◆ Jobs:
A) Reproduce verbatim the stretch from "Madonna’s relationship with" through "over the years." in the passage on Madonna and the Basques.
B) Carry on the piece about Madonna and the Basques, beginning right after its final sentence.

◆ Provided passage:
----

We have to recognize it, Madonna is a miracle worker.  In these times of ever-decreasing faith and when our society finds it harder and harder to believe in miracles, Madonna goes and proves that it’s possible.

According to Webster’s, a miracle is “an extraordinary event manifesting divine intervention in human affairs.”  And we just saw one.

Against all logic, at least that logic that denies that we Basques are part of a reality called the “Basque Country,” one of the leading periodicals owned by Vocento (whose most representative newspaper is the pro-monarchy ABC) has published an article analyzing the tight relationship between the Basques, all things Basques, and the singer with a headline that left us gobsmacked:

El amor de Madonna por Euskadi 

“Madonna’s love for the Basque Country.”  This was such a big deal that we went ahead and broke our cardinal rule.  Normally, we want to know what the world is saying about the Basques, so we avoid the press in Spain and France.  But this is a very special case, so we’re breaking that rule like a Mack truck through a brick wall.

The newspaper that has published this article is El Correo, the Bilbao-based journal that until recently printed the masthead “El Correo Español — El Pueblo Vasco.”  For some context, this paper began its life on April 13, 1938 as the merger of two other papers.

The first was El Correo Español, which was founded not seventeen days after the Franco fascists, on July 6, 1937, not seventeen days after the fall of Bilbao, when the insurgents seized the printer that had been publishing the newspaper Euzkadi.

The other, El Pueblo Vasco, was a conservative-leaning newspaper founded in 1910 which supported the July 1936 coup which led to Franco’s military rebellion, and was later closed by Republican government order.  It was reopened in 1937 when Franco’s troops took Bilbao over.

We’re telling you all this so that you can understand just how much we were taken aback by the fact that this headline about Madonna and her relationship with the Basques over many, many years appeared in this paper.

Let’s not forget that for this publisher, the borders are very clear, and as the former mayor of Madrid, and wife to former Primer Minister Aznar, Ana Botella once said, “you can’t mix pears and apples.”  In this case, that would be “mixing” the “Spaniards” of the Southern Basque Country with the “French” of the Northern Basque Country.  Or so we thought until now.

Madonna’s relationship with the Basques

The article reminds us of the lengthy relationship Madonna has had with the Basques: her time with the Labèque sisters, the extraordinary Basque pianists from Bayonne who have taken Madonna to the their home on the Basque Coast; the singer’s relationship with Kalakan, also from the Northern Basque Country; or her relationship with Bilbao-born model Jon Kortajarena.  We’ve covered all this over the years.

Bayonne, and Biarritz, are the Basque Country

If our readers noticed, of all those cited above, three are from the Northern Basque Country, and only one is from the Basque Autonomous Community, which is what El Correo usually calls “the Basque Country.”  This is quite normal and logical for us, but we were surprised to see this newspaper calling all of them Basque.

Of course it shouldn’t be surprising that the Northern Basque Country should be included in the term “the Basque Country.”  Actually, that term refers to the seven Basque territories, joined together voluntarily as brothers, free and equal.  That is the term that Sabino Arana, the father of the Basque nationalist movement, gave this confederation.

----

◆ Supplied information:
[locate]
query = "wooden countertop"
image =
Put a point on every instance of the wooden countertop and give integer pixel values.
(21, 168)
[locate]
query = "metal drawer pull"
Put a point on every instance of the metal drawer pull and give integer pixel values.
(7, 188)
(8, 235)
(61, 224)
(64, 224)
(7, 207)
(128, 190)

----

◆ The replies:
A)
Madonna’s relationship with the Basques

The article reminds us of the lengthy relationship Madonna has had with the Basques: her time with the Labèque sisters, the extraordinary Basque pianists from Bayonne who have taken Madonna to the their home on the Basque Coast; the singer’s relationship with Kalakan, also from the Northern Basque Country; or her relationship with Bilbao-born model Jon Kortajarena.  We’ve covered all this over the years.

B)
It’s a term that has never excluded the part north of the Pyrenees, as is proven in the documentary that was filmed in 1936 — in 3-D! — under the name “Euskadi” which we spoke about at that time.

Like we said, miracles exist.  And we just witnessed one.

But what contributed to getting this newspaper to use the term “the Basque Country” and include the Northern Basque Country?

Madonna again fills her tours with the Basque language

This would have been our article’s title if it hadn’t been for the headline in El Correo.  This is because her new world tour, the Celebration Tour, just about half an hour into the show, starts playing the intro to her megahit “Like a Prayer,” but it includes a very special version of the traditional Basque song “Birjina gaztetto bat zegoen.”

This is a popular Basque carol that was collected by Charles Bordes in his 1887 book Archives de la tradition basque; he’s been mentioned before in our blog.  But Madonna’s also appeared before, not only because she included the group Kalakan in her MDNA Tour, but also because this carol is the base for one of the most well-known carols in the UK, “Gabriel’s Message,” as we brought to you back in 2014.

Call us naïve, but we get the impression that the intro to this live version, a medley titled “Like a Prayer/Unholy/Act of Contrition,” is the work of Kalakan itself.  Those voices, that Northern Basque pronunciation, those drums… we’re not sure what our readers might think, but we would swear that the sound is very reminiscent of Kalakan.

Nevertheless, there are a few things we disagree with in the El Correo article.

As far as we know, on this tour, Madonna doesn’t sing in Basque, though she has before when she sang “Sagarra Jo” with Kalakan.

At the end of this article, we’ll leave you a link to the full show in London filmed on October 27, in which we can find no moment when she sings in Basque.  Maybe we missed it.

Moreover, the fact that “Birjina Gaztetto bat zegoen” was published at the end of the 19th century in no way means that that is when it was written.  Given its structure and format, it’s logical to believe it’s quite a bit older.

Nevertheless, these are niggles, especially when compared with the mistakes committed by some “journalists” who confuse Basque with Hebrew, or Buddhist monks with “medieval bishops,” or who said that the Northern Basque group Kalakan, who are from north of the Pyrenees, were “Spanish.”

By the way, we completely agree, the whole Land of the Basques, all six/seven territories, are “the Basque Country.”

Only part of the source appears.